AVAILABLE RECORDS
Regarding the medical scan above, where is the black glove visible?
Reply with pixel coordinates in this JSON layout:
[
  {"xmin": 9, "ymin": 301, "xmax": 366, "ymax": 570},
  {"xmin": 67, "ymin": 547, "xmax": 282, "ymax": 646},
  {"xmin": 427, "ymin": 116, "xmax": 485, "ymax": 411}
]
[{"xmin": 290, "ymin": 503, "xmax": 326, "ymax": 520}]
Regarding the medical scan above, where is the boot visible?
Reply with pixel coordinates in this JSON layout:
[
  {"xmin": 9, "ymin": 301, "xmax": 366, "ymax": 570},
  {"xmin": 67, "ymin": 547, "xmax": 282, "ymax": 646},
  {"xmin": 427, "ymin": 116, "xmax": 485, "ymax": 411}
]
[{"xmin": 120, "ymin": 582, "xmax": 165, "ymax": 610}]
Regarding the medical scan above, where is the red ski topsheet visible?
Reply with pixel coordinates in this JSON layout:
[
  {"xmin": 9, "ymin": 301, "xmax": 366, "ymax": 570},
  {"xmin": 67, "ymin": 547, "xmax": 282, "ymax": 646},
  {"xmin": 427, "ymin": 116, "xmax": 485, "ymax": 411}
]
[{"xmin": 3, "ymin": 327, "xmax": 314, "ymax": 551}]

TASK INSTRUCTIONS
Please write out exactly the lines from the start of the data through the line that contains "Regarding the medical scan above, where is the boot", both ends included, and nothing else.

ANSWER TO THE PROBLEM
Regarding the medical scan above, where is the black glove visible?
Reply with pixel coordinates in this JSON layout:
[
  {"xmin": 9, "ymin": 301, "xmax": 366, "ymax": 570},
  {"xmin": 67, "ymin": 547, "xmax": 282, "ymax": 646},
  {"xmin": 427, "ymin": 116, "xmax": 485, "ymax": 411}
]
[{"xmin": 290, "ymin": 503, "xmax": 326, "ymax": 520}]
Regarding the medical scan above, where is the boot visible?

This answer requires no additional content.